• Page:
• • • • • • •
R7 BMW - Art Deco Master Piece

While not a racing BMW motorcycle, the R7 deserves merit and attention none the less.

Unfortunately, the machine pictured below was never put into production by BMW, but was merely a design exercise.  (Akin to one of prototype, or design cars often displayed by current day manufacturers at auto shows.)

After the war, the machine languished in parts, deep in the bowels of the BMW archive/repository.  It was rediscovered several years ago, and its restoration undertaken by a handful of German craftsman.  It has since made the rounds on the high end motorcycle show circuit.

I had a chance to see it in person a few years ago at the BMW Museum in Munich.  Below are some pictures of this wonderful machine.

Saturday, May 24, 2014

Quail Motorcycle Gathering 2014

This year I was fortunate enough to be invited as one of the judges of the Quail Motorcycle Gathering

On hand to represent the Vintage BMW Motorcycle Owners was marque enthusiast, and all-around good guy, Daryl Richman.

The Quail Motorcycle Gathering is held each year on the wonderful grounds of the Quail Lodge in Carmel, CA.  It is one of the preeminent events on the west coast, and draws entrants and motorcycle fans from around the world.  Now in its sixth year, the show has become a "must see" event on the vintage motorcycle enthusiasts calendar.
• • • • • • •
• Data provided:

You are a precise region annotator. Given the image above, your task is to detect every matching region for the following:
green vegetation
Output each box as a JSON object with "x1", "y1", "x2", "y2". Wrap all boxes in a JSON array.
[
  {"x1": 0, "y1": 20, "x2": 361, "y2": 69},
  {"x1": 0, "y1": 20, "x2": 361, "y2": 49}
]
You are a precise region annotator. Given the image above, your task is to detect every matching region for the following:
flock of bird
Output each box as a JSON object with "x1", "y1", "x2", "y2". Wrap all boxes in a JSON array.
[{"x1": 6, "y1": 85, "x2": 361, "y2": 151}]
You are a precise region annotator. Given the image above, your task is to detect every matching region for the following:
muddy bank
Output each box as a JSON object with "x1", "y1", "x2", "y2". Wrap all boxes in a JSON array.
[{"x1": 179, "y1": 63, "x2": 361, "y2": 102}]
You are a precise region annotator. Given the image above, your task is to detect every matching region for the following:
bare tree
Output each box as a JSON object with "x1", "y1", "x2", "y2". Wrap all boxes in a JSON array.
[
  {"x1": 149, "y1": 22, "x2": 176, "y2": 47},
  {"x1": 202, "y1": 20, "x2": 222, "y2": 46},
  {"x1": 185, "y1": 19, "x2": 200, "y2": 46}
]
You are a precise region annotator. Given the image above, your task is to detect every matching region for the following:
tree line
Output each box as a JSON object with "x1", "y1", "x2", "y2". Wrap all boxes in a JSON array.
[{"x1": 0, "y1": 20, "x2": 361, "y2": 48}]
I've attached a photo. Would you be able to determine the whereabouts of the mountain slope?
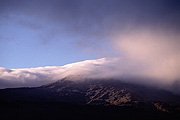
[0,78,180,119]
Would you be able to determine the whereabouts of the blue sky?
[0,0,180,68]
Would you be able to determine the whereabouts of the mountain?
[0,77,180,119]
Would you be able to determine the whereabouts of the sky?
[0,0,180,91]
[0,0,180,68]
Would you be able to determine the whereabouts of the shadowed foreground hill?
[0,79,180,120]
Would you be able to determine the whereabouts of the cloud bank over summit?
[0,29,180,93]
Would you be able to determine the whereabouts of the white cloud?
[0,30,180,93]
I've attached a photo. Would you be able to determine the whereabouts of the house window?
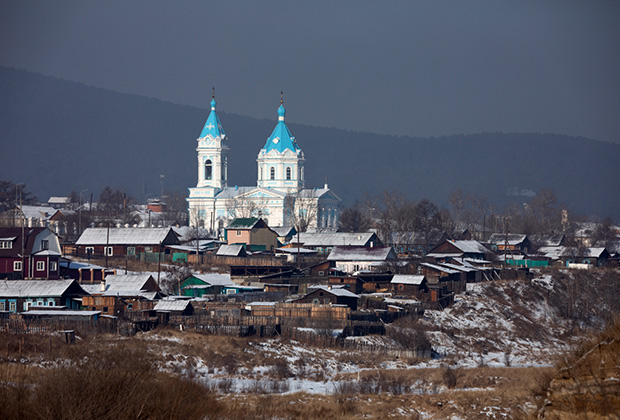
[205,159,213,181]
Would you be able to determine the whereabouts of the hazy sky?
[0,0,620,142]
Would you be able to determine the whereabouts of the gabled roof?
[76,227,179,245]
[0,280,86,297]
[199,97,226,138]
[327,246,396,261]
[529,233,565,246]
[261,104,301,153]
[153,299,192,311]
[308,286,359,299]
[215,244,247,257]
[488,233,527,246]
[226,217,268,230]
[102,274,159,296]
[420,263,459,274]
[292,232,380,248]
[193,273,237,286]
[390,274,426,286]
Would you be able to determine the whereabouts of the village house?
[327,246,396,273]
[0,227,62,280]
[0,280,87,312]
[181,273,238,297]
[83,274,161,316]
[390,274,428,300]
[426,239,492,261]
[295,286,359,311]
[487,233,532,255]
[75,227,179,262]
[291,232,383,254]
[153,299,194,316]
[224,217,279,251]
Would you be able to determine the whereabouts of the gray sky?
[0,0,620,142]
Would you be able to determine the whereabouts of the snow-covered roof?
[153,300,191,311]
[21,206,58,220]
[327,246,396,261]
[488,233,527,246]
[293,232,376,247]
[0,280,79,297]
[76,227,176,245]
[274,247,316,254]
[310,286,359,299]
[99,274,152,296]
[193,273,237,286]
[390,274,424,286]
[448,239,491,254]
[22,309,101,317]
[216,244,244,257]
[420,263,459,274]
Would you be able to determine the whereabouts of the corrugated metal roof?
[154,300,191,311]
[293,232,374,247]
[215,244,244,257]
[0,280,80,297]
[194,273,237,286]
[76,228,176,245]
[327,246,396,261]
[420,263,459,274]
[390,274,424,286]
[448,240,491,254]
[488,233,527,246]
[310,286,359,299]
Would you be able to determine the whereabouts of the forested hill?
[0,67,620,217]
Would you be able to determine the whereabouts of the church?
[187,93,341,233]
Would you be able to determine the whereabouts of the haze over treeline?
[0,67,620,217]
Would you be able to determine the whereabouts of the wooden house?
[0,227,62,280]
[75,227,179,262]
[0,280,87,312]
[487,233,532,254]
[224,217,278,251]
[181,273,238,297]
[82,274,161,316]
[153,299,194,316]
[426,239,492,262]
[390,274,428,300]
[327,246,396,273]
[291,232,383,254]
[295,286,359,311]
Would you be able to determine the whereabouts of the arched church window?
[205,159,213,181]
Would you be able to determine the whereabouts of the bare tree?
[284,190,318,232]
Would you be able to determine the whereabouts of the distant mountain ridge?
[0,67,620,217]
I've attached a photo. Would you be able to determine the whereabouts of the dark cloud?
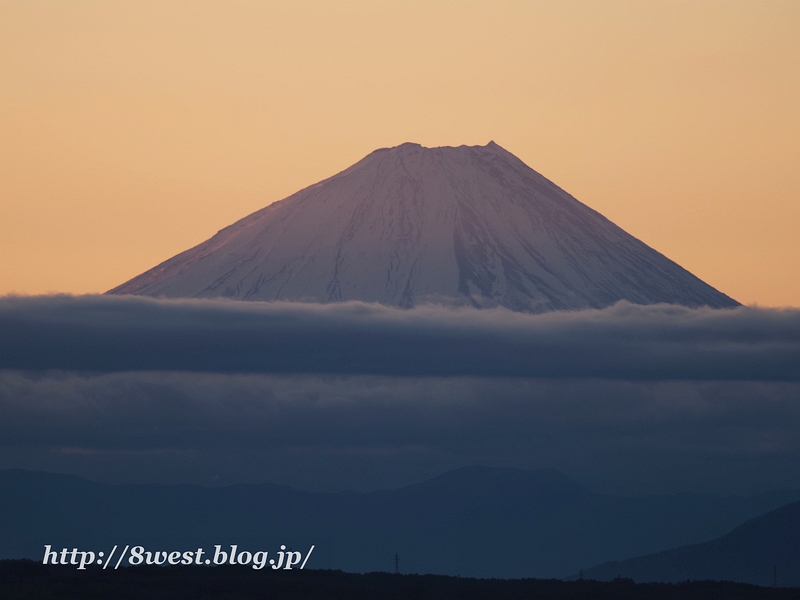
[0,371,800,493]
[0,296,800,492]
[0,296,800,381]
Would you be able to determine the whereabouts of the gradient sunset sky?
[0,0,800,307]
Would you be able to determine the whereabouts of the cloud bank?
[0,296,800,381]
[0,296,800,493]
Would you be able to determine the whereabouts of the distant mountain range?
[583,502,800,586]
[0,467,800,583]
[108,142,738,312]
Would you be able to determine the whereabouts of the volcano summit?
[108,142,738,312]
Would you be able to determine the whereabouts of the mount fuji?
[108,142,738,312]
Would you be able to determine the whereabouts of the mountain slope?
[583,502,800,586]
[0,467,800,577]
[109,142,737,312]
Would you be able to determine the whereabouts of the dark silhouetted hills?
[583,502,800,586]
[0,467,800,577]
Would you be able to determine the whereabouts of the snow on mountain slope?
[109,142,737,312]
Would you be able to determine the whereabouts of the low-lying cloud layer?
[0,296,800,492]
[0,296,800,381]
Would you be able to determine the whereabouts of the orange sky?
[0,0,800,306]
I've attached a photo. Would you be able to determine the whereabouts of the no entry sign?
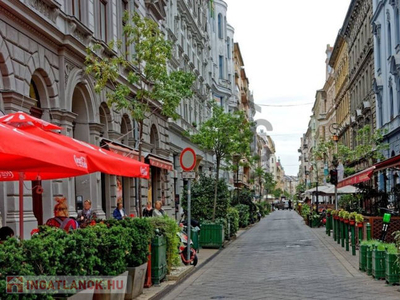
[179,147,196,172]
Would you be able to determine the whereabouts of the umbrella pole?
[19,172,24,240]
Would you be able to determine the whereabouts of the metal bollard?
[350,225,356,255]
[367,222,371,241]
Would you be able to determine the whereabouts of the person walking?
[142,200,153,217]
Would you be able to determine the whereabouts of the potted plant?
[342,210,350,224]
[372,242,386,279]
[385,244,400,285]
[349,212,358,226]
[90,224,133,300]
[355,214,364,227]
[120,218,154,299]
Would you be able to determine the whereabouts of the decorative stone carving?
[29,0,60,23]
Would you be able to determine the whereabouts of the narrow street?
[163,211,400,300]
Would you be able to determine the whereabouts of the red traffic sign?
[179,147,196,172]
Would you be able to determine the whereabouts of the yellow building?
[329,32,350,147]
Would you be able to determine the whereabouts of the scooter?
[177,223,198,266]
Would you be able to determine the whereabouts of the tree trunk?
[213,157,220,222]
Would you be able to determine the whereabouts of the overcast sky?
[225,0,350,175]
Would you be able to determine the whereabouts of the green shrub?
[235,204,250,228]
[182,175,229,221]
[88,224,133,276]
[227,207,239,236]
[148,216,180,273]
[120,218,154,267]
[23,226,67,276]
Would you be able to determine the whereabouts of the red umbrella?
[0,111,62,130]
[24,127,149,179]
[0,123,89,239]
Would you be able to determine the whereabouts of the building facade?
[372,1,400,158]
[0,0,238,236]
[341,0,379,155]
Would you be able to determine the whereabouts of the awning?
[374,155,400,172]
[337,166,375,188]
[101,139,144,162]
[146,154,174,171]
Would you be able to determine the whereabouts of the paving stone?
[163,211,400,300]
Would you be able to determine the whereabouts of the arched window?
[218,14,224,39]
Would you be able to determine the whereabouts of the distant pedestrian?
[113,202,127,220]
[46,197,79,232]
[143,200,153,217]
[77,200,96,228]
[153,201,165,217]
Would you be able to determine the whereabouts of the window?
[72,0,82,20]
[389,86,394,120]
[99,0,107,42]
[387,22,392,56]
[121,0,129,59]
[219,55,224,79]
[218,14,223,39]
[394,7,400,45]
[226,38,231,59]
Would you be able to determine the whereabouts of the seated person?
[77,200,97,228]
[46,197,79,232]
[143,200,153,217]
[113,202,126,220]
[153,201,165,217]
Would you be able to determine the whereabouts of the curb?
[149,217,259,300]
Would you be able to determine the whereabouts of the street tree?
[254,167,265,201]
[264,172,276,195]
[85,12,195,216]
[190,104,253,221]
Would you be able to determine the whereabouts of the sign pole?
[186,178,192,261]
[179,147,196,261]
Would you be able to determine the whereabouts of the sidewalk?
[310,227,368,277]
[136,227,251,300]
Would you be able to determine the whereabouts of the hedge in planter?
[226,207,239,236]
[235,204,250,228]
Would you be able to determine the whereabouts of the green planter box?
[372,247,385,279]
[190,227,200,252]
[200,223,225,248]
[151,236,167,284]
[367,247,372,275]
[385,253,400,284]
[358,245,368,272]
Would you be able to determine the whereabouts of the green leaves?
[85,12,195,126]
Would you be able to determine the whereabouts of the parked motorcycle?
[177,223,198,266]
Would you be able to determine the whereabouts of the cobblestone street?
[163,211,400,300]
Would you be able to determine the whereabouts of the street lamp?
[233,154,240,202]
[329,123,341,210]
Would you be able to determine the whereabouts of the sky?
[225,0,350,176]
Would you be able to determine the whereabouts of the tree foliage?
• • • • • • •
• Exercise tasks:
A. On this page about the R7 BMW, what happened to the machine after the war, according to the text? List each development.
B. According to the page, where is the Quail Motorcycle Gathering held each year?
C. Rewrite the page's paragraph beginning "The Quail Motorcycle Gathering is held each year" as a short bulleted list that keeps its main facts.

• Solution set:
A.
- It languished in parts, deep in the BMW archive/repository.
- It was rediscovered several years ago.
- A handful of German craftsmen undertook its restoration.
- It has since made the rounds on the high-end motorcycle show circuit.

B. On the grounds of the Quail Lodge in Carmel, CA.

C.
- Held each year at the Quail Lodge in Carmel, CA
- One of the preeminent events on the west coast
- Draws entrants and motorcycle fans from around the world
- Now in its sixth year
- A "must see" event on the vintage motorcycle enthusiast's calendar